■ TASK INSTRUCTIONS ■
Substitute "center point" for "innermost point" in everything from the line containing "The pointer SHOULD return, for each instance of the book on" down to the line containing "216], [302, 209]]", and give those lines again with nothing else changed.

[Position identification records]
↓↓↓

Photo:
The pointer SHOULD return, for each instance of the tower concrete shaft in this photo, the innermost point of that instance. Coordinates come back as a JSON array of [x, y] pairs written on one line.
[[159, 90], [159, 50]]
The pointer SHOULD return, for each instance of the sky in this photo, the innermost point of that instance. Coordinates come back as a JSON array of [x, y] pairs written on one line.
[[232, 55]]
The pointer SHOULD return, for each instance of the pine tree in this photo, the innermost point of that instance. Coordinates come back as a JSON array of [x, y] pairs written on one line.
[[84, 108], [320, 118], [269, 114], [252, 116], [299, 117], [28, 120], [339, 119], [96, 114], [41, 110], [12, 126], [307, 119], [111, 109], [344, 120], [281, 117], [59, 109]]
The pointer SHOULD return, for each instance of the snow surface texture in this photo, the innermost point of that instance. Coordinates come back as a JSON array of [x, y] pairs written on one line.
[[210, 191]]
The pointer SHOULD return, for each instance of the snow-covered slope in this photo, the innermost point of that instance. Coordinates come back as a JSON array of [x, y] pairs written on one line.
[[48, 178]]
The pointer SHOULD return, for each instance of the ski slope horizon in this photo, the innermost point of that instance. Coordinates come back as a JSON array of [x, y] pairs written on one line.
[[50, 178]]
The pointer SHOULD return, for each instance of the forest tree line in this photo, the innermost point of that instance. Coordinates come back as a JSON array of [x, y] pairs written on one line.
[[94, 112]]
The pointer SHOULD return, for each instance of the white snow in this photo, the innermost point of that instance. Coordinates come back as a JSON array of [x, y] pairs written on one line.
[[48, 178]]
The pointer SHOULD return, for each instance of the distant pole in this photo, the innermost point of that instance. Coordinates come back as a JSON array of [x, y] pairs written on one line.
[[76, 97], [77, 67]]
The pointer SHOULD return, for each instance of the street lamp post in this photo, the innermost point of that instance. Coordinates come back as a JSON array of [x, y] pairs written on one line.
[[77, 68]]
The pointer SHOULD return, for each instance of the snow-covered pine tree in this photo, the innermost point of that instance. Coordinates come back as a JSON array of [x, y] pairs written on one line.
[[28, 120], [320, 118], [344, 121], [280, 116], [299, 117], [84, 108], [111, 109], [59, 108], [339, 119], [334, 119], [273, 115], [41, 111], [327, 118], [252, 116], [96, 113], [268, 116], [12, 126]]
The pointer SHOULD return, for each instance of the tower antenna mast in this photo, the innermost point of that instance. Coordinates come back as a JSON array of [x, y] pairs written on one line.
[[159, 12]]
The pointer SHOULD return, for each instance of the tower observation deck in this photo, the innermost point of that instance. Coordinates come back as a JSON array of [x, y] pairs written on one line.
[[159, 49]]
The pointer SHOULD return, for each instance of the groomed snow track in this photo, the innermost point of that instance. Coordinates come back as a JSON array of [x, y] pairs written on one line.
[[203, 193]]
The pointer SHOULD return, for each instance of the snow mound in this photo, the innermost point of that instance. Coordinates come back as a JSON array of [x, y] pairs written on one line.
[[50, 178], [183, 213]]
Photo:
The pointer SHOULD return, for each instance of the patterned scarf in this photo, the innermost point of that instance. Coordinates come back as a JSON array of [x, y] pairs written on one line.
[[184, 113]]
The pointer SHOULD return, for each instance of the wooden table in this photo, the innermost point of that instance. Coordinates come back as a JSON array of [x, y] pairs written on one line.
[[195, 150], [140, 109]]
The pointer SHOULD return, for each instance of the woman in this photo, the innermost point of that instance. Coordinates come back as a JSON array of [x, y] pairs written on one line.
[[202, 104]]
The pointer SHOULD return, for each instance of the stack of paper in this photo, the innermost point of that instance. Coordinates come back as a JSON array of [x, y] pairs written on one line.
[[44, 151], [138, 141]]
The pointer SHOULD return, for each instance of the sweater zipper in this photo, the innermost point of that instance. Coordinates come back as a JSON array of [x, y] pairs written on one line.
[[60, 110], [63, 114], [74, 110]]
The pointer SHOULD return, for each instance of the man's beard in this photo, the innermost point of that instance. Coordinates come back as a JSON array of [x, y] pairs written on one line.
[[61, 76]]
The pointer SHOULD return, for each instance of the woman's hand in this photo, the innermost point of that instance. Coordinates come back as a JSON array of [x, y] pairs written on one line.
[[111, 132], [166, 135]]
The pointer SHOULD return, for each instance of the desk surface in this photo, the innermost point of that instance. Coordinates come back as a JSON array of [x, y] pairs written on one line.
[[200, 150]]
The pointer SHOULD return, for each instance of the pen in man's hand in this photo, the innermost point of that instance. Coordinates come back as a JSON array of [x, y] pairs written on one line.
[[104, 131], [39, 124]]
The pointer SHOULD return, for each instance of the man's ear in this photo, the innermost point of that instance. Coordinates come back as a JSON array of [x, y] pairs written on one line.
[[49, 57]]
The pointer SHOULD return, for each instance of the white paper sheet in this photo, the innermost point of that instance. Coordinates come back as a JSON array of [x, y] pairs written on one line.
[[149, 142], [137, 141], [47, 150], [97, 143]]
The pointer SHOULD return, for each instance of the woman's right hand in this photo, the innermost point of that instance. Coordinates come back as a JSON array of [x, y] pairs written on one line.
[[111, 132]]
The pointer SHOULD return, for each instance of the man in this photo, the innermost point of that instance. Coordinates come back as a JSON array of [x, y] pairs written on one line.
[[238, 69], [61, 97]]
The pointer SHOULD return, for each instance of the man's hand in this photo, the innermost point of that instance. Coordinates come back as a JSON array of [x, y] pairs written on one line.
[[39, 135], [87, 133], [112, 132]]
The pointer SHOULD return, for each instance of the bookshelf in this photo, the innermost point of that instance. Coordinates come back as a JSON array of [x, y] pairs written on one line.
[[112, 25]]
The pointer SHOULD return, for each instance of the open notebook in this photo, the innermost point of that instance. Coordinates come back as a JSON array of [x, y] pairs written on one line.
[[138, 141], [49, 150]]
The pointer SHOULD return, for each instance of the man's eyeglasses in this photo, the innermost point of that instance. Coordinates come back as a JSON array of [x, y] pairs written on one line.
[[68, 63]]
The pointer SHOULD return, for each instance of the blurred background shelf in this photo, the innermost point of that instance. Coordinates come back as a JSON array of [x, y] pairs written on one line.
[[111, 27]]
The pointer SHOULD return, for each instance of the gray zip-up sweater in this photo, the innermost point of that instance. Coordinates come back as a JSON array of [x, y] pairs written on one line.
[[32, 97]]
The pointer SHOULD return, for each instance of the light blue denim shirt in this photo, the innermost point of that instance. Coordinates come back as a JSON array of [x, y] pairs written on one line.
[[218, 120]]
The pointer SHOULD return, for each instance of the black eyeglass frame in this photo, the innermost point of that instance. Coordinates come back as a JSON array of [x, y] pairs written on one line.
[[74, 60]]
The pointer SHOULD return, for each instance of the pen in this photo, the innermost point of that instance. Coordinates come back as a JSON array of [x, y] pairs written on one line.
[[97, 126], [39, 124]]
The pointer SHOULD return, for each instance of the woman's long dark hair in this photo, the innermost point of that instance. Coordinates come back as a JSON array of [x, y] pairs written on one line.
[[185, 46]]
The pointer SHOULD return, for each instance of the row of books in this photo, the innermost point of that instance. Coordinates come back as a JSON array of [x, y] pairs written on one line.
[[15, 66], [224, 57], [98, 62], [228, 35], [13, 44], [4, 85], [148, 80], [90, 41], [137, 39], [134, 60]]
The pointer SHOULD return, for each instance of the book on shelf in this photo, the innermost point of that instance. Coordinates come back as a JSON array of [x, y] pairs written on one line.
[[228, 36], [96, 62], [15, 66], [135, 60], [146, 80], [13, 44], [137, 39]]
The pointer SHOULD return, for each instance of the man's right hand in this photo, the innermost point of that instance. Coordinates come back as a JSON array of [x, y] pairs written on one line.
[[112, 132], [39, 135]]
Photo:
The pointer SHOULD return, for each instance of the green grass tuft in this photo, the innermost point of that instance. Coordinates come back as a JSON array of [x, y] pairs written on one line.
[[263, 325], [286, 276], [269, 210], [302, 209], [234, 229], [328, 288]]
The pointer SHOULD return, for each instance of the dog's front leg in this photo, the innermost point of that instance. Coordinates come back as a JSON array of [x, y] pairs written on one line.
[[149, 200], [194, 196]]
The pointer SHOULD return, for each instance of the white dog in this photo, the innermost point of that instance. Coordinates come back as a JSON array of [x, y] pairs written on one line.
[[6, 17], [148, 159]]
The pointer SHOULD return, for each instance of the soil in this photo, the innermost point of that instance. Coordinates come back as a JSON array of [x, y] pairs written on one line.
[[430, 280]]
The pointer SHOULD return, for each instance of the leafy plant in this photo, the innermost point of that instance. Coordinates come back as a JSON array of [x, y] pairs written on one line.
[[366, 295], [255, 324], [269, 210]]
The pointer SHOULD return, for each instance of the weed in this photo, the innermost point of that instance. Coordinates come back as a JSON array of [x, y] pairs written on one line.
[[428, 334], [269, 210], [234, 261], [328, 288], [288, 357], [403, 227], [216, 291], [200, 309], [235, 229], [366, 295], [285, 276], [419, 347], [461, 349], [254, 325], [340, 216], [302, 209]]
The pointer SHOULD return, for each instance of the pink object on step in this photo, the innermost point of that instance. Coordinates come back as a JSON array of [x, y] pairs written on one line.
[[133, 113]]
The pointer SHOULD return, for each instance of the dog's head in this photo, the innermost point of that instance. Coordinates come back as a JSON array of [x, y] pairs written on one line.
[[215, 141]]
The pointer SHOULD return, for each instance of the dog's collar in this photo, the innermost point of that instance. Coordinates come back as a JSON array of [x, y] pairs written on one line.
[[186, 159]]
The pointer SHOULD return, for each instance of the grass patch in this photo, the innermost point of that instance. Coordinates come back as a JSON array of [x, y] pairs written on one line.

↑↑↑

■ OUTPUT BELOW ■
The pointer SHOULD return, for each instance of the book on shelf in this photo, the center point of that instance. Coordinates come back as a JSON array of [x, y] pairs written on one line.
[[228, 36], [96, 62], [15, 66], [135, 60], [146, 80], [13, 44], [137, 39]]
The pointer SHOULD return, for each instance of the man's right hand in this photo, the center point of that instance. Coordinates come back as a JSON array of [x, y] pairs written on one line.
[[112, 132], [39, 135]]
Photo:
The pointer SHOULD return, for each instance of the green grass tuft in this photo, the center point of that instance. Coordinates come back as a JSON array of [x, y] pairs written on one line.
[[263, 325], [286, 276], [269, 210], [302, 209], [234, 229], [328, 288]]
The pointer SHOULD return, for each instance of the dog's front leg in this photo, the center point of that instance. Coordinates come back as a JSON array of [x, y] pairs written on one line.
[[149, 200], [194, 196]]
The pointer SHOULD return, for each instance of the white dog in this photo, the center point of that instance. Coordinates come back as a JSON array of [x, y] pairs written on one line.
[[6, 17], [148, 159]]
The pointer SHOULD return, for each instance of the soil in this photo, the center point of that instance. Coordinates come back as a JSON array of [x, y] pairs written on one line.
[[430, 280]]
The pointer SHOULD return, for each instance of the leafy plant in this photo, the center point of that instance. Coordinates come back as a JSON array of [x, y] pairs written on one line.
[[366, 295], [255, 324], [269, 210]]
The pointer SHOULD return, for each instance of the weed in this photo, the center point of that instance. Coordinates come back as a JSON array of [x, y] pairs written on one line.
[[428, 334], [269, 210], [234, 261], [328, 288], [288, 357], [403, 227], [216, 291], [200, 309], [235, 229], [366, 295], [285, 276], [419, 347], [461, 349], [254, 325], [340, 216], [302, 209]]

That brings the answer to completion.